Keep only the lines of the records below that contain the word "receives", and copy each of those lines out in full.

▶ **DATA LISTING**
##########

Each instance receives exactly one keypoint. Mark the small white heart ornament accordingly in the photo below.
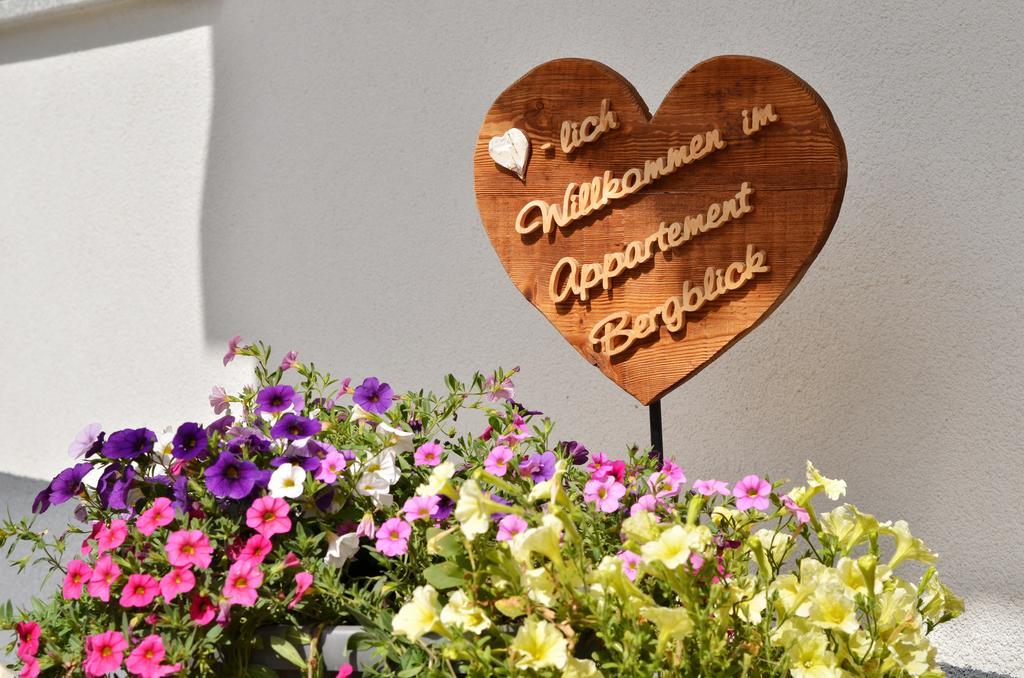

##########

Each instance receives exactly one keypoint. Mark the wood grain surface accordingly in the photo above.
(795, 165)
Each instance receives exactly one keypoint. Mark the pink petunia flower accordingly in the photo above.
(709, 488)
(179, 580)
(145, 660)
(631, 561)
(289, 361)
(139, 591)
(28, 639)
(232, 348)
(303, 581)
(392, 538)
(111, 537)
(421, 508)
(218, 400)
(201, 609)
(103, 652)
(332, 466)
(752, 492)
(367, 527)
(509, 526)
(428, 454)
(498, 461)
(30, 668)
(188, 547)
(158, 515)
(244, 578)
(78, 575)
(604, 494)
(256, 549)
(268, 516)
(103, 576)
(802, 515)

##########

▶ **SOLUTION TO THE EXERCISE**
Each instance receives exactly one keypoint. Mark the small white heart ornament accordingly in the photo below.
Each instance receives exactly one keypoint. Mark the wood grain surface accordingly in the photo above.
Each instance receives exactly one keypoint. Mark the pink petunia flower accordingly in the photo above.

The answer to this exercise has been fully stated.